Excerpted passage:
########

Integrated file upload is provided by some extant wikis (such as TWiki). Others allow it in a halfhearted manner... using a separate script to upload files to the server, which can then be referenced in a wiki page as a simple hyperlink (e.g., http://wiki.somewhere.com/uploads/myfile.pdf).

One of the potentials for wikis is for use as groupware. Think LotusNotes. Basically, communal workspaces or databases in which shared documents may reside. Simple groupware applications are already possible with wiki, in which teams maintain a shared set of wiki documents. But for full-fledged groupware, we need the capability to upload files to the wiki.

Goals

Idea

For sites that have enabled uploads, display an additional link at the bottom of each page: Attach File. This link allows one to attach one or more files to a page. The script will store these files in the database.

Each page that has attachments will have a floating <div> at the top-right of the page body. This will contain icons for each attachment, as well as the attachment name, as well as an link to attach additional files.

Clicking on the attachment icon or name will display the attachment management page for that attachment. It will show links for each version being archived. Users may download any of the versions. Users may also upload a new version of the document to be added to the top of the version list. Lastly, the document may be deleted. This places a <deleted> token at the top of the version list. If it remains uncontested for ExpirationPeriod days, the attachment will be removed. To contest a deletion, one need simply upload a new version of the attachment.

The attachments will be stored in the page table. This will require schema changes. I'm not sure at this point how to distinguish a document as an attachment or as a wiki page. Perhaps we can add a mime-type field. Neither am I sure how to distinguish a document as being attached to a particular page. It could be as simple as naming it along the lines of PageName/attachment.pdf. Or we could do something more involved. :-) (My preference, I must warn you, is for simplicity. :-) -- ScottMoonen

Questions

How do the various open-source databases perform under stress? I.e., can we assume that allowing folks to insert 20MB files into the database will not degrade performance? Obviously, in addition to setting web server access controls, we will recommend that administrators set a reasonable but restrictive maximum file size for uploads (which we'll provide as a configuration option).

Does the model presented above make sense to everyone? Is there a better way to achieve this?

How do we show attachment actions in RecentChanges? We need to do something to facilitate peer review of changes made to document attachments!

Comments

Fire away. What do you like or dislike about this idea?

########

Direction A: Repeat the part of the proposal on wiki file attachments between "How do we show" and "about this idea?", inclusive.
This proposal and the entries come from unrelated sources.

########

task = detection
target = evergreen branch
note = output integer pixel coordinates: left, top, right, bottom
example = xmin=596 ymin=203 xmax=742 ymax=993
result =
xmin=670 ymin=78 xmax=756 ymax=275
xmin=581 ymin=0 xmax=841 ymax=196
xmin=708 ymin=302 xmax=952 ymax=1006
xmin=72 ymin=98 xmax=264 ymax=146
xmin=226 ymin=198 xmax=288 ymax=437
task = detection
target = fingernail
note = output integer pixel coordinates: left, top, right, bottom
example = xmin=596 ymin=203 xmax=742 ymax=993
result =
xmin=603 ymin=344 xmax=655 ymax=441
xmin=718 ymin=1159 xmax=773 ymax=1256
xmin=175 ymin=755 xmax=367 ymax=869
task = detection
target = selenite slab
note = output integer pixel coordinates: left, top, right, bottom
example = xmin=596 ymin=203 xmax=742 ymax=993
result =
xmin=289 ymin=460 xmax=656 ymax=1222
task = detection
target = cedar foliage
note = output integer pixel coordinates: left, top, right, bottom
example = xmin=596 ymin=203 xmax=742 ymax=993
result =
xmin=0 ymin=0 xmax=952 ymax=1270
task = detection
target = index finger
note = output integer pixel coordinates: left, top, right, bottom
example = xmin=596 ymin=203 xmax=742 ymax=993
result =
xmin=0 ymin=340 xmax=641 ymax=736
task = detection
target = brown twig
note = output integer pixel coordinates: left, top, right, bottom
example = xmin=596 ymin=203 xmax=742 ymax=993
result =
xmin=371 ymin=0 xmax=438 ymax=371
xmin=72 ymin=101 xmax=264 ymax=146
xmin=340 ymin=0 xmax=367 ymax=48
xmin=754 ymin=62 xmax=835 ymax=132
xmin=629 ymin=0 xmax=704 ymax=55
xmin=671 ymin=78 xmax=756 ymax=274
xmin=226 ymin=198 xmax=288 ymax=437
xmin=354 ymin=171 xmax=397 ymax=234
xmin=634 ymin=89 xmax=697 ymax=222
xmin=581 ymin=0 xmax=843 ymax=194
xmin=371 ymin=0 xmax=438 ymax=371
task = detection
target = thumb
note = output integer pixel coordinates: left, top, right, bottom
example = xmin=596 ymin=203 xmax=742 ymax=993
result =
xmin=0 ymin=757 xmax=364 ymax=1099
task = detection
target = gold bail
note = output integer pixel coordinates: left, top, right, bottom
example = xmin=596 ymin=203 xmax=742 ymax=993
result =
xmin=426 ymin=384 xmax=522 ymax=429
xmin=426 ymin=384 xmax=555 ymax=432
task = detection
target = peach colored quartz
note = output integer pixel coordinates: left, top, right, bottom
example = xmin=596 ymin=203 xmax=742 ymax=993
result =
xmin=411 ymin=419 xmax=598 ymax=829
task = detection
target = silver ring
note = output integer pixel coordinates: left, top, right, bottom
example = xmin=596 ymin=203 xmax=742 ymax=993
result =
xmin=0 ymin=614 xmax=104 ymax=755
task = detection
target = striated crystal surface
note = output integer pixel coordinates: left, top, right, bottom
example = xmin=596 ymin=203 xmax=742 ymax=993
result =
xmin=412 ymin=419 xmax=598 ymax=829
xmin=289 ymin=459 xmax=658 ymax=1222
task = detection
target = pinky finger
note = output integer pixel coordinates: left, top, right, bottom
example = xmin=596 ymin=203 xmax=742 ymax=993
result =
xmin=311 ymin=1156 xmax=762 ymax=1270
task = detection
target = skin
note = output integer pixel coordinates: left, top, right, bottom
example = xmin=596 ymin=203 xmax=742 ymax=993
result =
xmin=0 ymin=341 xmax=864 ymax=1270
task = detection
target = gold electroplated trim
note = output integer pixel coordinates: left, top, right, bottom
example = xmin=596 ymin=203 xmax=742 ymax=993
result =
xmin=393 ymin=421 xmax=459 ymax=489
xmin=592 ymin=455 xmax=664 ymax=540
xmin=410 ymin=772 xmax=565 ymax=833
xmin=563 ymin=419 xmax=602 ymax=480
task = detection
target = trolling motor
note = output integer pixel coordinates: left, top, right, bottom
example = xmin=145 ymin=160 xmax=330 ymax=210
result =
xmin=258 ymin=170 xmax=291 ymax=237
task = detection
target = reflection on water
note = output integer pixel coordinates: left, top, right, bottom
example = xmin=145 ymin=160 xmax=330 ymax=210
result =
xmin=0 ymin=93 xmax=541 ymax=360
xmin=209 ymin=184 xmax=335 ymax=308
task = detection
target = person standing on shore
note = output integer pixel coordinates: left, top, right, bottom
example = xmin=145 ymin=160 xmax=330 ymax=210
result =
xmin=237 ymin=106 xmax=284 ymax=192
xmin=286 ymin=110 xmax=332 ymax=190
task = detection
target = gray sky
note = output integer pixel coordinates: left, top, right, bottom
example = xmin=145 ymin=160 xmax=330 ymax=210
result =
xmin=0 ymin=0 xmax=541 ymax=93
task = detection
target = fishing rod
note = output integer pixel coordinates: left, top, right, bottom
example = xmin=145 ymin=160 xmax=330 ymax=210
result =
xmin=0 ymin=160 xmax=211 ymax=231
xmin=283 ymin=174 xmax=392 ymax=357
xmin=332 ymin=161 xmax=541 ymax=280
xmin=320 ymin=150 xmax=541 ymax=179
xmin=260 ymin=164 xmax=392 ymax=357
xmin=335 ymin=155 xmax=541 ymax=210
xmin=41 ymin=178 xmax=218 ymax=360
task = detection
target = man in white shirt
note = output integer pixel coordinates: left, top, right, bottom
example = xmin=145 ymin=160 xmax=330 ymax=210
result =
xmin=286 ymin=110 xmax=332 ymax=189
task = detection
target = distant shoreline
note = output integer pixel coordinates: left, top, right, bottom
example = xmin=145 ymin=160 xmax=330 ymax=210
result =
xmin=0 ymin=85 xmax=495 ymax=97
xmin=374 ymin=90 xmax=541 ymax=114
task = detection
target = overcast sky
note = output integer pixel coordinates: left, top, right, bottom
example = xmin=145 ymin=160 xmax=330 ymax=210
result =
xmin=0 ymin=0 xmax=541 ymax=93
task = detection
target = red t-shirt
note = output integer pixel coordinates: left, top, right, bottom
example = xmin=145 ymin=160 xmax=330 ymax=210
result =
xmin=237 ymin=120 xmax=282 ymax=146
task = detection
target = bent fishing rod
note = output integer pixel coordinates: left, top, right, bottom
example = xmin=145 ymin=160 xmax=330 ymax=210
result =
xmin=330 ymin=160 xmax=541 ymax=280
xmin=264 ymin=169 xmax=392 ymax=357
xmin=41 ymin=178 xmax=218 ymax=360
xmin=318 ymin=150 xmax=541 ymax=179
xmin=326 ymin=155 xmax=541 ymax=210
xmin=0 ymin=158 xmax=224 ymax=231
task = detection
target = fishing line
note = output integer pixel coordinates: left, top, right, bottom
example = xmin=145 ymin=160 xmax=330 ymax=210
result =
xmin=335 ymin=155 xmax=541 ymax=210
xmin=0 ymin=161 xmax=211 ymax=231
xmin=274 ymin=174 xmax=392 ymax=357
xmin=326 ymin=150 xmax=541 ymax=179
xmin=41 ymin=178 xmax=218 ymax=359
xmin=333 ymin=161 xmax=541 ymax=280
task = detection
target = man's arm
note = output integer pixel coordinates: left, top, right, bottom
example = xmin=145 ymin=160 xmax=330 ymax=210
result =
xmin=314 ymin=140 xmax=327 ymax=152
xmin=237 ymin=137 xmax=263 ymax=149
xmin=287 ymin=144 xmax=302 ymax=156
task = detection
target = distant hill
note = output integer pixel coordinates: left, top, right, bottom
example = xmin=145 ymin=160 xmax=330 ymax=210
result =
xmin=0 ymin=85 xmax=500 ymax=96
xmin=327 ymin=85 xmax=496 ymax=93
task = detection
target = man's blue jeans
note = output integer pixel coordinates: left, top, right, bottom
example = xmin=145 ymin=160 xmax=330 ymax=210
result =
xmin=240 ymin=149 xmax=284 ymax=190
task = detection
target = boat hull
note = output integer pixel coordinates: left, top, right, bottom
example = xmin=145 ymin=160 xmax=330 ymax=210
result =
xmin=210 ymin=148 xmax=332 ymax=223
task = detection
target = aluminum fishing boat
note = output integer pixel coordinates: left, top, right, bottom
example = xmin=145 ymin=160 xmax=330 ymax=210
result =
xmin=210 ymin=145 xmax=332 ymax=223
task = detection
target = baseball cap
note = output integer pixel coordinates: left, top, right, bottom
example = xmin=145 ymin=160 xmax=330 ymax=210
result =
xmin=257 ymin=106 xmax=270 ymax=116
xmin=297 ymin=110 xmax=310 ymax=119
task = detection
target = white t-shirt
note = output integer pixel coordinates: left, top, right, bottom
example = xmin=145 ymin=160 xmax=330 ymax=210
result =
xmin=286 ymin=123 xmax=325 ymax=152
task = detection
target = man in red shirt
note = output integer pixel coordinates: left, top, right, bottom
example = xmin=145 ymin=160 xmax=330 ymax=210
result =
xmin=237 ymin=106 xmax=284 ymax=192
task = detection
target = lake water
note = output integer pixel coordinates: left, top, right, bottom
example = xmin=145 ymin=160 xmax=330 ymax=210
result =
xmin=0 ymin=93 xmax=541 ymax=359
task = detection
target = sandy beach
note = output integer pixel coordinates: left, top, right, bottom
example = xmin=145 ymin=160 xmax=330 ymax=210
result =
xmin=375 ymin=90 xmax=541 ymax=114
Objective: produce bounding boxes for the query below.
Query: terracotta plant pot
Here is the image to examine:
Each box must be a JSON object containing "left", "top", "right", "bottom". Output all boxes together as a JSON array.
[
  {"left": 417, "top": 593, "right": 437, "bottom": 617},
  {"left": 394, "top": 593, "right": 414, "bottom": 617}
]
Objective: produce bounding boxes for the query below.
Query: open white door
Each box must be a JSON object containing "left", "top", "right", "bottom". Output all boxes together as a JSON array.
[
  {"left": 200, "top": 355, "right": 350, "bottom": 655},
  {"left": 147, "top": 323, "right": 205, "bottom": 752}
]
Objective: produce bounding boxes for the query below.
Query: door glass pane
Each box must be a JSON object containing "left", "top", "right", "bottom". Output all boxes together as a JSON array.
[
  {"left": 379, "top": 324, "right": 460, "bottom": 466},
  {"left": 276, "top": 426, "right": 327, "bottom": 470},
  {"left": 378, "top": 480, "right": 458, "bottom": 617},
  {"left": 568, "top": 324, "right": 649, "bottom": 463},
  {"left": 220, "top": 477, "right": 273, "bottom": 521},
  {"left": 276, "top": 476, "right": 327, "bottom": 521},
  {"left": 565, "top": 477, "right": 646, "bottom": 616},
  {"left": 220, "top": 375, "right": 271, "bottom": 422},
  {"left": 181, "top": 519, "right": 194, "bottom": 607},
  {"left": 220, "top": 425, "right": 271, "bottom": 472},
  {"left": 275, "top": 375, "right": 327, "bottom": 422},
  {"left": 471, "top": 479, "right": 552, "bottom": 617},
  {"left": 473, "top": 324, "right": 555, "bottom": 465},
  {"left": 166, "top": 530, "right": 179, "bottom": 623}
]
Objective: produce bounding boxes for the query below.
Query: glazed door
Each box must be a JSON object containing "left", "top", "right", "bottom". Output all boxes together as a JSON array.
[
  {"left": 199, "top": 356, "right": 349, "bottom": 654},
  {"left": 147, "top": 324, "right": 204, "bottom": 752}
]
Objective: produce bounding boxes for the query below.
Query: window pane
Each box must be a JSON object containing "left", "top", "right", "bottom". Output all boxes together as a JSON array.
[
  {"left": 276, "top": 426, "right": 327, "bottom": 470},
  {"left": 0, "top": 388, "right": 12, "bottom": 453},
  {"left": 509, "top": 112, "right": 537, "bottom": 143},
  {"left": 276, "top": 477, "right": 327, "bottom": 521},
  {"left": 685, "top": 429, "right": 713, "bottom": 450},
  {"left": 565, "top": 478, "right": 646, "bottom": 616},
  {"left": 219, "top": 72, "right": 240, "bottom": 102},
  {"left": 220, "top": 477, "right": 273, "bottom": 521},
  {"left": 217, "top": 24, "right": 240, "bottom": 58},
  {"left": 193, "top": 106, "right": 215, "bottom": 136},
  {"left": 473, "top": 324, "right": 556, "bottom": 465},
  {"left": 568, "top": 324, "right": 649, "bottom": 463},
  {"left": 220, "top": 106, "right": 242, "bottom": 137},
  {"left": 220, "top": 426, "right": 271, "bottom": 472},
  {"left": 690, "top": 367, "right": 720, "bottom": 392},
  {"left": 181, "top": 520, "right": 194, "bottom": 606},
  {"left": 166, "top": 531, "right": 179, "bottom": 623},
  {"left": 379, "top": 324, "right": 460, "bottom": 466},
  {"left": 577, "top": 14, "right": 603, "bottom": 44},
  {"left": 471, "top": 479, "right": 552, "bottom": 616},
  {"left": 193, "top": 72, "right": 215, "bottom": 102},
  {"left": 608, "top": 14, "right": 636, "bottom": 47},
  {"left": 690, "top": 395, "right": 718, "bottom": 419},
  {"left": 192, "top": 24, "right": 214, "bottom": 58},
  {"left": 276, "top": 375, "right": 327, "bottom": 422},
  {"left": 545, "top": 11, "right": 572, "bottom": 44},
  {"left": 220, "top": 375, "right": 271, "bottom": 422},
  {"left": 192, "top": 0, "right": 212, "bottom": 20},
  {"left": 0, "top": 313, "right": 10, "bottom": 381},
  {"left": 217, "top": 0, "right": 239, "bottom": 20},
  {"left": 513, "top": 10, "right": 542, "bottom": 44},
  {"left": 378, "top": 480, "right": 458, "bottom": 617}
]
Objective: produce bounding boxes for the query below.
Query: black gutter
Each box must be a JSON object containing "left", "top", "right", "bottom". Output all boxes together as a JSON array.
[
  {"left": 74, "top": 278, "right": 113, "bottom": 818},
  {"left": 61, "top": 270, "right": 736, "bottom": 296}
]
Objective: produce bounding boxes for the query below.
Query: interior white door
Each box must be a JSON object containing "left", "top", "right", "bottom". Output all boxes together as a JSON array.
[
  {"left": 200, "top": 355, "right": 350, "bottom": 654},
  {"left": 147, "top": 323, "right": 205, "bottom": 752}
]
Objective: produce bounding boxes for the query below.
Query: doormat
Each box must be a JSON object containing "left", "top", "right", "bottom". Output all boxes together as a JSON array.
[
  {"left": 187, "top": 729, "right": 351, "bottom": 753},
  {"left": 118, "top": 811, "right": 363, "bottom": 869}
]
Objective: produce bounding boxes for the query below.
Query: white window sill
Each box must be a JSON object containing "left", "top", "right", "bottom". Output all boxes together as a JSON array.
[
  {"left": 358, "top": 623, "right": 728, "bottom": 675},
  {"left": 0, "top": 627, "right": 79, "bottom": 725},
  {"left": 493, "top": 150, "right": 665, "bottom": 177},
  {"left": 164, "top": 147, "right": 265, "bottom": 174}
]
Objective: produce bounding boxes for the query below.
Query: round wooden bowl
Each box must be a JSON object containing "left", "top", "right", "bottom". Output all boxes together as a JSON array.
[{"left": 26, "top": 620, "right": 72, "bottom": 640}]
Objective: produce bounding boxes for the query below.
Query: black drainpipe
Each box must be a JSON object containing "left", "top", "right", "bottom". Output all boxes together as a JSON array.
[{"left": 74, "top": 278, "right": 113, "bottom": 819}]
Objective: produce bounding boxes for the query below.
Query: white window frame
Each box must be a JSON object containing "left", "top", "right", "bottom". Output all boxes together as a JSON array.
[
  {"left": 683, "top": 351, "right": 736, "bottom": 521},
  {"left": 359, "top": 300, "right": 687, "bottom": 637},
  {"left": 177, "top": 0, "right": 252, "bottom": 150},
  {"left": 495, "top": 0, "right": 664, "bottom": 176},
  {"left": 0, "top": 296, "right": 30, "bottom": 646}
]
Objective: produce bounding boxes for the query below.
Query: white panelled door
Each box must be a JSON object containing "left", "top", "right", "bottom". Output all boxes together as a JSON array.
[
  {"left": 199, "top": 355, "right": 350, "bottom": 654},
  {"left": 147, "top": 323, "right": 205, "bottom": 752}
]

########

Direction B: Rewrite the entries from their first line through the line holding "xmin=175 ymin=755 xmax=367 ymax=869", inclusive, with "fingernail" replaced by "toenail" and all else unchanged. Return only those lines.

Full output A:
How do we show attachment actions in RecentChanges? We need to do something to facilitate peer review of changes made to document attachments!

Comments

Fire away. What do you like or dislike about this idea?

Full output B:
task = detection
target = evergreen branch
note = output integer pixel coordinates: left, top, right, bottom
example = xmin=596 ymin=203 xmax=742 ymax=993
result =
xmin=670 ymin=78 xmax=756 ymax=275
xmin=581 ymin=0 xmax=841 ymax=196
xmin=708 ymin=302 xmax=952 ymax=1006
xmin=72 ymin=98 xmax=264 ymax=146
xmin=226 ymin=198 xmax=288 ymax=437
task = detection
target = toenail
note = output integer pixel coordinates: left, top, right, bottom
example = xmin=596 ymin=203 xmax=742 ymax=993
result =
xmin=603 ymin=344 xmax=655 ymax=441
xmin=718 ymin=1159 xmax=773 ymax=1256
xmin=175 ymin=755 xmax=367 ymax=869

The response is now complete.